### Goal of the exercise
Without the images, output every record exactly as it appears.

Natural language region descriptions
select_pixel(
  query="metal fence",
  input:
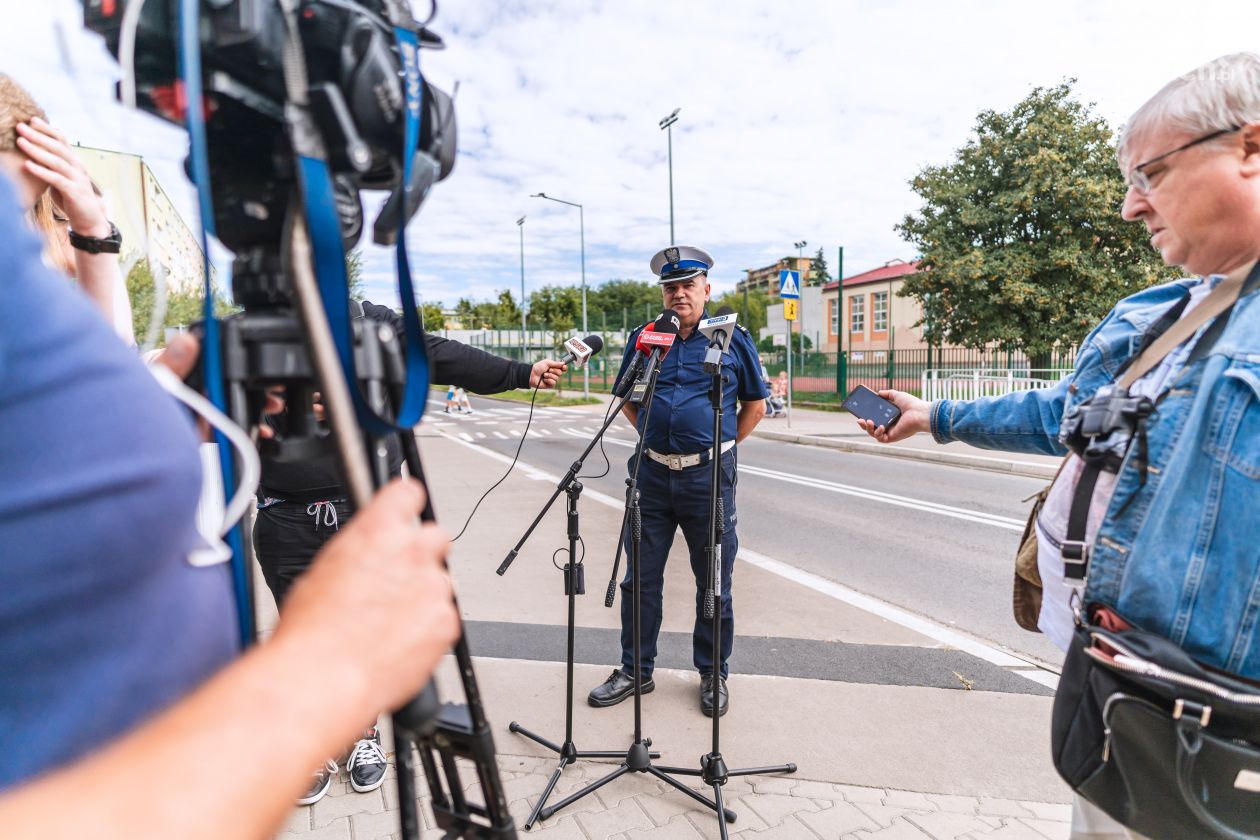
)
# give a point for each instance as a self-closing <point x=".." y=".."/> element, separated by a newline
<point x="973" y="384"/>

### Exercise result
select_pixel(
  query="metal fence",
  input:
)
# give a point for each instance as a self-closing <point x=".." y=".."/> element, separated by a newline
<point x="973" y="384"/>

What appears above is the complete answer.